**PROVIDED PASSAGE:**
Voodoo Comparing endurance Divers obviously need to know how long their rebreather will continue to remove CO2 from the loop in use and manufacturers would ideally want to quote a duration as guidance. This is difficult to quantify because a rebreather scrubbers’ ability to remove CO2 is a function of several variables;

  • Work rate (metabolism and therefore CO2 generation)
  • Ventilation rate (primarily as a function of work rate)
  • Water temperature
  • Absorbent type
  • Rebreather design (primarily as a function of heat loss)
  • Depth (primarily as a function of gas density)

This often creates a dilema, especially for manufacturers. The ideal solution would for all manufacturers to quote an endurance based on a worst case scenario. This would then create a ‘level playing field’ from a user information/safety standpoint. This is exactly what the CE test standard for rebreathers (EN14143) tries to do, in that it uses the followng paramaters as a test requirement;

  • 6l/min CO2
  • 40l/min ventillation
  • Water temperature 40C
  • Depth 40m (an additional test at 100m is used for heliox/trimix rebreathers)

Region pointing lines

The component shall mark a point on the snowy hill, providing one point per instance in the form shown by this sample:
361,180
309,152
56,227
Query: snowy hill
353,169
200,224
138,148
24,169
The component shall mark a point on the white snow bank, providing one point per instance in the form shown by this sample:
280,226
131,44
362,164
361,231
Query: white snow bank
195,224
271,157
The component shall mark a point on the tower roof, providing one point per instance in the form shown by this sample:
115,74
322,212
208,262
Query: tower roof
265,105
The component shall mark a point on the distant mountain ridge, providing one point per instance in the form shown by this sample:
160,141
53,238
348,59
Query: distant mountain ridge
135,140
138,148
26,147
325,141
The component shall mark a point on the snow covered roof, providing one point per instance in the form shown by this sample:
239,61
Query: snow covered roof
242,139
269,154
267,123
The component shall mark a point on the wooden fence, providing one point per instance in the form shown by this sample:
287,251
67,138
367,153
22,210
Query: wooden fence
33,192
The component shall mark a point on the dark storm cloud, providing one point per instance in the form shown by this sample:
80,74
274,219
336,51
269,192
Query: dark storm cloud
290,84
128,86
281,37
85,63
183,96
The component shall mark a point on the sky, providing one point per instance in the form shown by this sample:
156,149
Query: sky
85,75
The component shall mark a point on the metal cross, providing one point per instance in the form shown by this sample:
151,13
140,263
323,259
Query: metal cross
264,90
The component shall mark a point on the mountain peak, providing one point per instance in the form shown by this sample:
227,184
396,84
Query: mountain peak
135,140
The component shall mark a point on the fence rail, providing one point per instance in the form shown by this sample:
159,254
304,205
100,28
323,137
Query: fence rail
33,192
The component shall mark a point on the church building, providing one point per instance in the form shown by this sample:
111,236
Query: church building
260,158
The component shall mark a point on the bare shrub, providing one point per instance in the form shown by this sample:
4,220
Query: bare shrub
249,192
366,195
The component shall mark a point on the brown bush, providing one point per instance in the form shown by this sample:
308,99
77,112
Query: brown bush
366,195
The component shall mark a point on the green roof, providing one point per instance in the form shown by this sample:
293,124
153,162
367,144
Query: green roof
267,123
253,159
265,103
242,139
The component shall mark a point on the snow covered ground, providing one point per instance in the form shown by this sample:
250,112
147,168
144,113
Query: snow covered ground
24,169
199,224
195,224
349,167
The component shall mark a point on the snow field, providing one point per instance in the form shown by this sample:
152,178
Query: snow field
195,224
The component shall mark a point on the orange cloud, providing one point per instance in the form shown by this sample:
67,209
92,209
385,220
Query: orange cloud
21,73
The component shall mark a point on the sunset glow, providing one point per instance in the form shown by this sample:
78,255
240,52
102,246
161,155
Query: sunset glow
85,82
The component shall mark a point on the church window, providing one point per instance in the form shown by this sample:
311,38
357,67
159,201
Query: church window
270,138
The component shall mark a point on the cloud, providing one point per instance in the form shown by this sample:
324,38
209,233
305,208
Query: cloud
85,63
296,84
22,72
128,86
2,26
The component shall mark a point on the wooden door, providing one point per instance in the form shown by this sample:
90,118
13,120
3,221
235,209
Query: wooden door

--

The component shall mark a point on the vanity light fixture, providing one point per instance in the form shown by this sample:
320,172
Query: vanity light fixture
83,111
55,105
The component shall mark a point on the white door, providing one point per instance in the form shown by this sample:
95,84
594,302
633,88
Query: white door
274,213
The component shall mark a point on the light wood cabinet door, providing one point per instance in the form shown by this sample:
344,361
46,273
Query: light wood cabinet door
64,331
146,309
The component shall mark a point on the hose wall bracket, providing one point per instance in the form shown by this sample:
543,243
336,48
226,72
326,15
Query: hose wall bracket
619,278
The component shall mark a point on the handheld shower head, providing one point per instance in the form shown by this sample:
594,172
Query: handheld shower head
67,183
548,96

* * *

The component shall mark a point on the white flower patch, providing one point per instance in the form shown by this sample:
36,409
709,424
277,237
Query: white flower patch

**PARTS OF THE EXERCISE:**
- 1) According to the rebreather endurance text, what CO2 rate does the CE test standard EN14143 use as a test requirement?
- 2) Set down the stretch of the rebreather endurance text from "Voodoo Comparing endurance" through "of heat loss)", word for word.
- 3) Resume the text on rebreather scrubber endurance after its last line.

**RESPONSES BY TASK:**
- 1) 6 l/min of CO2.

- 2)
Voodoo Comparing endurance Divers obviously need to know how long their rebreather will continue to remove CO2 from the loop in use and manufacturers would ideally want to quote a duration as guidance. This is difficult to quantify because a rebreather scrubbers’ ability to remove CO2 is a function of several variables;

  • Work rate (metabolism and therefore CO2 generation)
  • Ventilation rate (primarily as a function of work rate)
  • Water temperature
  • Absorbent type
  • Rebreather design (primarily as a function of heat loss)

- 3)
  • Diluent air

The current reality is that test results obtained using these paramaters do not make some rebreathers ‘look good’ from a performance perspective in that they do not live up to their manufacturers initial design expectations, this creates a marketting issue. Often the end result is that within operating instructions, while testing to EN14143 will be referenced in a manual, there will be a caveat that references a change in the paramaters such that the endurance figure is increased. While the CE paramaters are arguably extreme in relation to sport diving they do provide a good safety net and especially for Technical diving profiles and/or when high work rates are experienced towards the end of a scrubbers life. The end result is users must beware when comparing rebreather performance and should check with the manufacturer if there appear to be any ambiguities at all in the quoting of endurance figures.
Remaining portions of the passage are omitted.